Exercise details:
Could you quote the rows word for word, starting at the first one and ending with the line containing "positive clicks: (0, 430) (0, 281)", including that line?

Source records:
○ ○ ○ ○ ○ ○ ○

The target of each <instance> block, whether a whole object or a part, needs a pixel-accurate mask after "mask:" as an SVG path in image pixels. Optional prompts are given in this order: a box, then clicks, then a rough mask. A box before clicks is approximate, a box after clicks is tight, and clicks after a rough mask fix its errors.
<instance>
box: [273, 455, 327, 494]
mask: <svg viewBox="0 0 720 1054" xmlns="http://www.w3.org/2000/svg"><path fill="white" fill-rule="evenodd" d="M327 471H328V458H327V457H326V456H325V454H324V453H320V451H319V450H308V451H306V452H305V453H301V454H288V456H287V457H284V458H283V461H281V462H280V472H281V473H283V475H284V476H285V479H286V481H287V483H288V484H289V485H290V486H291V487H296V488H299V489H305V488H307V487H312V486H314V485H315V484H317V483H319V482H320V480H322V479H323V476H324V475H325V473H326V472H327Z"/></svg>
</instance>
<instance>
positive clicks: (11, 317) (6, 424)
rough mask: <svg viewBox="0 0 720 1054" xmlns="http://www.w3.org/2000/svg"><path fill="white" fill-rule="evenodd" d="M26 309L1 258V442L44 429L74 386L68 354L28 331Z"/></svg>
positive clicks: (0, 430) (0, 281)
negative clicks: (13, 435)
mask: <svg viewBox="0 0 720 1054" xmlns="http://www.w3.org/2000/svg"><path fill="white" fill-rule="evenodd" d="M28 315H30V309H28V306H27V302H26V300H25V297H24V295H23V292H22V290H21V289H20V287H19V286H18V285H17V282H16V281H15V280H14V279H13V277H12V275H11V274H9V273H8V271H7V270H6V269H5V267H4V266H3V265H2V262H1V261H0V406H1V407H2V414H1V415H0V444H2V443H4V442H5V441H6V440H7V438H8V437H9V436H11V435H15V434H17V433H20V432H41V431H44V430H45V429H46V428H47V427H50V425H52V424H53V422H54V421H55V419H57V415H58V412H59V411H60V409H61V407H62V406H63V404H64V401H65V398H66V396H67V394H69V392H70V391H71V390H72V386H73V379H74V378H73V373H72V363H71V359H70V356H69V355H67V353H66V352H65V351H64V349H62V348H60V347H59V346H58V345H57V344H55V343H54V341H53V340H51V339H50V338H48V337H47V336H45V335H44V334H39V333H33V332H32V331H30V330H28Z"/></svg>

○ ○ ○ ○ ○ ○ ○

Solution to this task:
The target of each <instance> block, whether a whole object or a part, needs a pixel-accurate mask after "mask:" as an SVG path in image pixels. Optional prompts are given in this order: a box, then clicks, then a rough mask. A box before clicks is approximate, a box after clicks is tight, and clicks after a rough mask fix its errors.
<instance>
box: [273, 455, 327, 494]
mask: <svg viewBox="0 0 720 1054" xmlns="http://www.w3.org/2000/svg"><path fill="white" fill-rule="evenodd" d="M327 471H328V458H327V457H326V456H325V454H324V453H320V451H319V450H308V451H306V452H305V453H301V454H288V456H287V457H284V458H283V461H281V462H280V472H281V473H283V475H284V476H285V479H286V481H287V483H288V484H289V485H290V486H291V487H296V488H299V489H305V488H307V487H312V486H314V485H315V484H317V483H319V482H320V480H322V479H323V476H324V475H325V473H326V472H327Z"/></svg>
</instance>
<instance>
positive clicks: (11, 317) (6, 424)
rough mask: <svg viewBox="0 0 720 1054" xmlns="http://www.w3.org/2000/svg"><path fill="white" fill-rule="evenodd" d="M26 309L1 258V442L44 429L74 386L68 354L28 331Z"/></svg>
positive clicks: (0, 430) (0, 281)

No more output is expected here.